Problem |
Show every line from the entries that follow which holds the word "photograph".

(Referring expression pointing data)
= Beginning of Section =

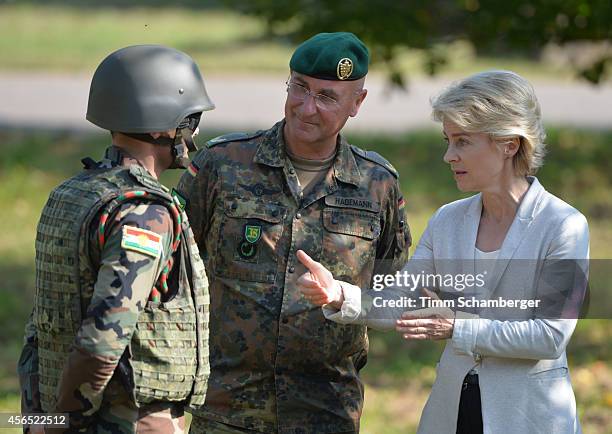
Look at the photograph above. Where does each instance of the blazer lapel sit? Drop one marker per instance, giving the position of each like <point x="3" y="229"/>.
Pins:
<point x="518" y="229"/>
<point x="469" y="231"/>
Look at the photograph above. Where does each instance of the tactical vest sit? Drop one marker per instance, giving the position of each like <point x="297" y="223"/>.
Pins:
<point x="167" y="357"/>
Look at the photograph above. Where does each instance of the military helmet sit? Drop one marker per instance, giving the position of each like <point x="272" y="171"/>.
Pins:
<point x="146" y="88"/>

= End of Section =

Solution to the problem |
Look at the photograph above. Where does each instance of the blazer lapel sit? Drop one marker per instance, giving the position of each like <point x="3" y="229"/>.
Look at the photograph above. Where does each instance of the tactical vest sit? Drop one marker per instance, giving the position of each like <point x="297" y="223"/>.
Look at the photograph above. Where does each instance of the military helmet sit? Drop one marker per instance, giving the position of each like <point x="272" y="171"/>.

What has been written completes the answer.